Problem statement: Turn the part of the items that opens with the line containing "Audit step 3 of 5: confirm forearm" and closes with the line containing "[60,204,695,560]" into a JSON list of strings, one string per line, with blank lines left out.

Given information:
-- START --
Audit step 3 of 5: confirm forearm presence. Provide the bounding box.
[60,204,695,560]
-- END --
-- START --
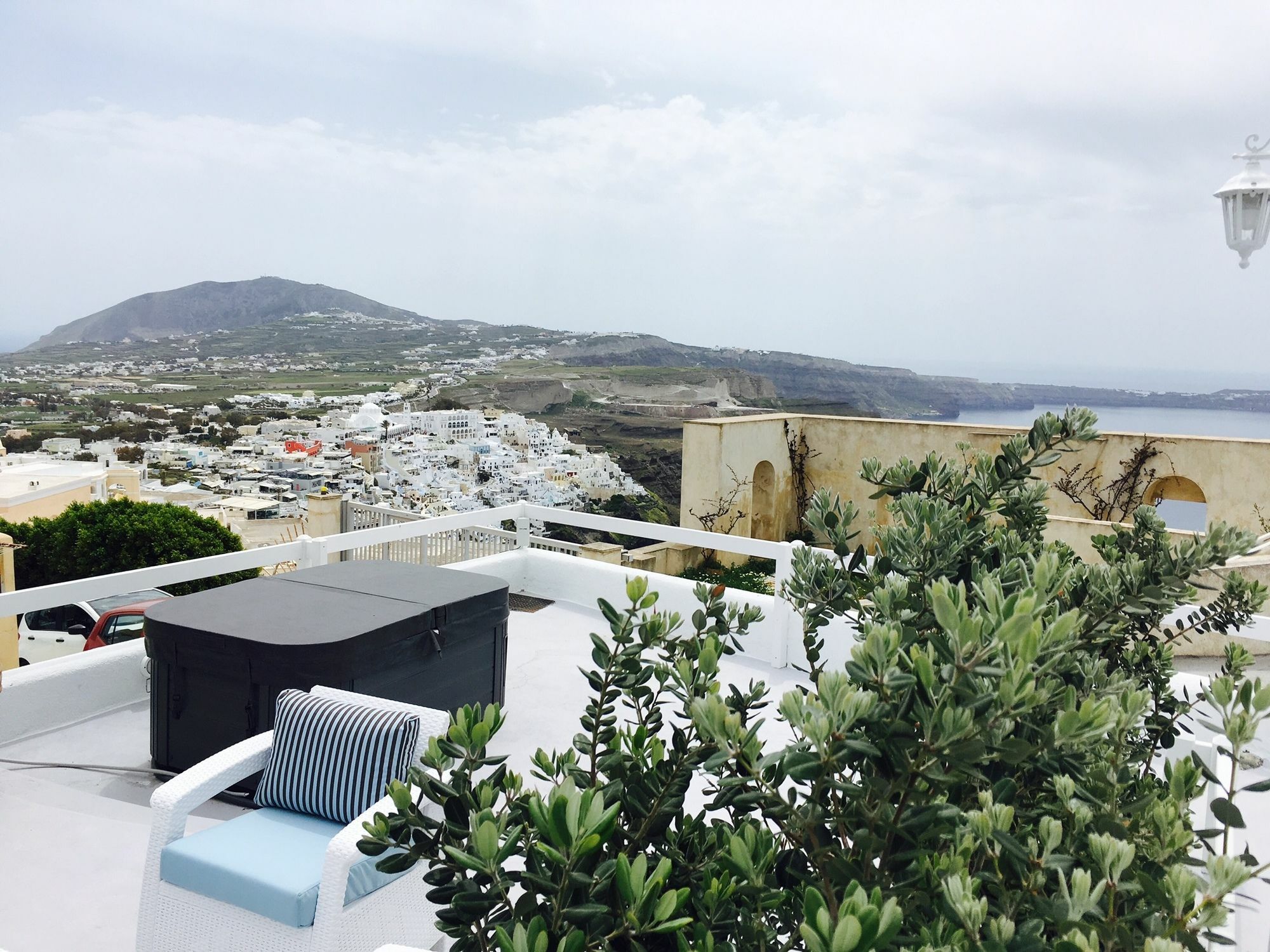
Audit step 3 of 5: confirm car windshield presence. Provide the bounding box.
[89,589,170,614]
-- END --
-- START --
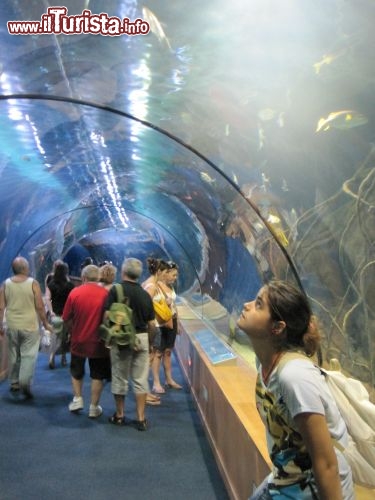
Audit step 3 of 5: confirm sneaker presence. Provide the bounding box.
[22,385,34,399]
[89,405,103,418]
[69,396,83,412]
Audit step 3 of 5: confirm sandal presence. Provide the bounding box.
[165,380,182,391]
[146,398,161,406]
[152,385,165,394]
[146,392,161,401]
-- END --
Full output:
[
  "Audit step 3 of 5: confirm forearm presence. Provide the bounding box.",
  "[60,204,695,560]"
]